> **Excerpt provided**:
● ● ● ● ● ● ●

If a tree falls in a forest, and nobody is there to hear it, does it still make a sound?
If a really cool thing happens in my life, and nobody is there to share it, does it still make a difference?
I had a really good week. I had the kind of week where lots of little things happened that could turn into bigger things, and that move me forward in my goals and dreams and aspirations. I became a contributing writer for Modern Widows Magazine, where I will write a monthly, humorous grief column. I landed two really cool performance stand-up comedy gigs, both coming up soon. Some of my former stand-up comedy students started a monthly Comedy Meetup, and we had our first meeting Sunday. The blogpiece I wrote about Camp Widow was featured as a link in The Huffington Post, thanks to my widowed friend Tanya Villanueva Tepper, who was kind enough to reference me and my blog inside her own article. All this, and I’m just 3-weeks away from performing at Camp Widow West in San Diego.
It was the kind of week where I should have been happy, where I should have felt excited. But I wasn’t, and I didn’t. The reason for this is simple, yet heartbreaking. Happy things don’t feel so happy anymore when you don’t have your partner to share them with. When you cannot rush home and run through the door and yell: “Boo! Guess what happened? Guess!!!”, and await the delight and proud gleam in his eyes when you tell him. When there is nobody on the other end of the phone who says: “Oh honey, I’m so proud of you. I know how much this meant to you, and now it’s happening!” When there is nobody to lie in bed with, giggling wildly and holding hands, dreaming about your tomorrows. The biggest things feel like nothing, when there is nobody sitting at home who gives a damn.

● ● ● ● ● ● ●

> **Raw data**:

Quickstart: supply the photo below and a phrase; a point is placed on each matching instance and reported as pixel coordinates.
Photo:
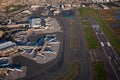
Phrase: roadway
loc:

● ● ● ● ● ● ●

> **Set task 1**: From the blog post about a good week, list each piece of good news the writer gives in the paragraph beginning "I had a really good week."
> **Set task 2**: In the blog post about a good week, who referenced the writer's blog in her own article?
> **Set task 3**: Write the next part of the blog post about a good week, picking up after its final sentence.

> **Written reply 1**:
- Becoming a contributing writer for Modern Widows Magazine, writing a monthly, humorous grief column
- Landing two stand-up comedy performance gigs, both coming up soon
- Former stand-up comedy students starting a monthly Comedy Meetup, with the first meeting on Sunday
- The Camp Widow blog piece being featured as a link in The Huffington Post, through Tanya Villanueva Tepper's article
- Being three weeks away from performing at Camp Widow West in San Diego

> **Written reply 2**: Tanya Villanueva Tepper, the writer's widowed friend.

> **Written reply 3**:
Now, this is the part where you tell me that I have my family, and my friends, and that I have lots of people who care about me. I know this. I’m thankful for this. I cherish this, and I cherish them. But none of them are the first person I want to tell everything to. None of them put me first every second of everyday, no matter what. I am no longer Number One to anybody. I am no longer somebody’s first priority. My husband was my best friend, my number one fan, my biggest supporter in life. Whenever I accomplished something or began to see a dream realized, my favorite part of that happening was sharing it with him and seeing his reaction. Seeing his whole face light up as he watched me perform onstage, or create a script, or write a funny scene for a show. Listening to him tell his friends over the phone about the latest thing his crazy wife was up to in NYC. Running through the crowd outside and into his arms, after doing stand-up, and hearing him whisper into my ear: “You were the best one.”
Today, after his death, when something really good happens, it’s always the same. In the midst of the good thing happening, I’m on a high and feeling great. Then, that high very soon becomes a very depressing low, as I eventually have to face going home alone from wherever I just was. There is nobody waiting to greet me. There are no flowers or cards or shouts of: “Lets go get pancakes and celebrate!” There is only me and my latest accomplishment, which suddenly feels incredibly pointless.
This past Monday, I went to my private grief-counseling session, like always. Now, anyone that follows my writing on a regular basis knows that I have made it no secret how much I love my counselor, Caitlin, and how much these sessions have helped me and continue to help me. That is still true. Im actually the only person on planet earth who loves Mondays.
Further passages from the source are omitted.